Work to do:
Reproduce the material from the line containing "For every instance of the pool coping" through the end of the material, inclusive, substituting "annotator" for every "pointer" and leaving everything else unchanged.

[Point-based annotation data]

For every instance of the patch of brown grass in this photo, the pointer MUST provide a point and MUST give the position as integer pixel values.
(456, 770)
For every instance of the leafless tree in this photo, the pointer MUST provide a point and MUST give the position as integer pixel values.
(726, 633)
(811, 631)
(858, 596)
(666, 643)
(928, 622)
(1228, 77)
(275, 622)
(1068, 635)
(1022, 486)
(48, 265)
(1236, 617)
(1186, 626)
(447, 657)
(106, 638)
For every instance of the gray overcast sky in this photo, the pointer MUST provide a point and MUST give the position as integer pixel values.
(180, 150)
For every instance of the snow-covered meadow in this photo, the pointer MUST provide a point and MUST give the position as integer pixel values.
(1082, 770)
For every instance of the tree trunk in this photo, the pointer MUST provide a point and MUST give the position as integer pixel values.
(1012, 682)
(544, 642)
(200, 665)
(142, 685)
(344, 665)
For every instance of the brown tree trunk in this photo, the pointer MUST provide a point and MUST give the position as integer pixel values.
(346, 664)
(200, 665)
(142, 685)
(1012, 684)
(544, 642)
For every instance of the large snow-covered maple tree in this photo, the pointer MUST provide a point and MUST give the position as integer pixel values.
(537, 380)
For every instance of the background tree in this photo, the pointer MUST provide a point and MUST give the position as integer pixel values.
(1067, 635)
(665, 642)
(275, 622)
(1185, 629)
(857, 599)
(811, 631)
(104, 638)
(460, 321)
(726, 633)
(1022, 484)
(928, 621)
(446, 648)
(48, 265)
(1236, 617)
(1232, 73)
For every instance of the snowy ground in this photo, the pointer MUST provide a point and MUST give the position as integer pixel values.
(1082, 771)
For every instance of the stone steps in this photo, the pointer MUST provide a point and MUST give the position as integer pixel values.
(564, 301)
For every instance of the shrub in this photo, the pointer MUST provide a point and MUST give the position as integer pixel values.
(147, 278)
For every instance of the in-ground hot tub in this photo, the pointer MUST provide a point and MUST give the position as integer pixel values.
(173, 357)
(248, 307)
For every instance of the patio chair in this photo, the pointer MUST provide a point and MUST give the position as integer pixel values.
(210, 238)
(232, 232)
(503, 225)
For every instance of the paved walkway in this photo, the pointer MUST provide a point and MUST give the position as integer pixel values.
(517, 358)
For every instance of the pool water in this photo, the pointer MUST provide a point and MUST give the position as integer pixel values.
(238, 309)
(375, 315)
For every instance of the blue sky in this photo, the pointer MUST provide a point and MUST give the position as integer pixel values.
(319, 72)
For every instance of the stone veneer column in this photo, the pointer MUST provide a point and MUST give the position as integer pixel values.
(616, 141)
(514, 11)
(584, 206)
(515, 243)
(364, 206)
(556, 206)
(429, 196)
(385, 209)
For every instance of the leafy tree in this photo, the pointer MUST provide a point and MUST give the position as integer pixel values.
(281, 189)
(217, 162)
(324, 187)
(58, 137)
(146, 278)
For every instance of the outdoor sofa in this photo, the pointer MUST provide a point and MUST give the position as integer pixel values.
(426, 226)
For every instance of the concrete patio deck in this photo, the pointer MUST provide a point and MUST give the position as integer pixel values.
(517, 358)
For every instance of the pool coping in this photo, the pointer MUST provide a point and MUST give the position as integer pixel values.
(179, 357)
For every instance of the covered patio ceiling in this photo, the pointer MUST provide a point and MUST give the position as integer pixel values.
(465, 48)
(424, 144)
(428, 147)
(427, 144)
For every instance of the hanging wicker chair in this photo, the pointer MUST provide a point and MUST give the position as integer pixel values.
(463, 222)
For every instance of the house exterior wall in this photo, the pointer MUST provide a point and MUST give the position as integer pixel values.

Exercise answer:
For every instance of the pool coping in this photo, the annotator MUST provide a point and MUST give the position as integer pixel values.
(179, 357)
For every instance of the covered patio ceiling in this photo, the annotator MUST provide a point and MUST give the position as integer pixel values.
(465, 48)
(424, 144)
(428, 147)
(427, 144)
For every instance of the hanging wicker chair in this photo, the annotator MUST provide a point and MUST give the position as integer pixel values.
(463, 222)
For every instance of the house exterior wall in this photo, the annotator MUST provide a point and MUST give the position as integer pixel values.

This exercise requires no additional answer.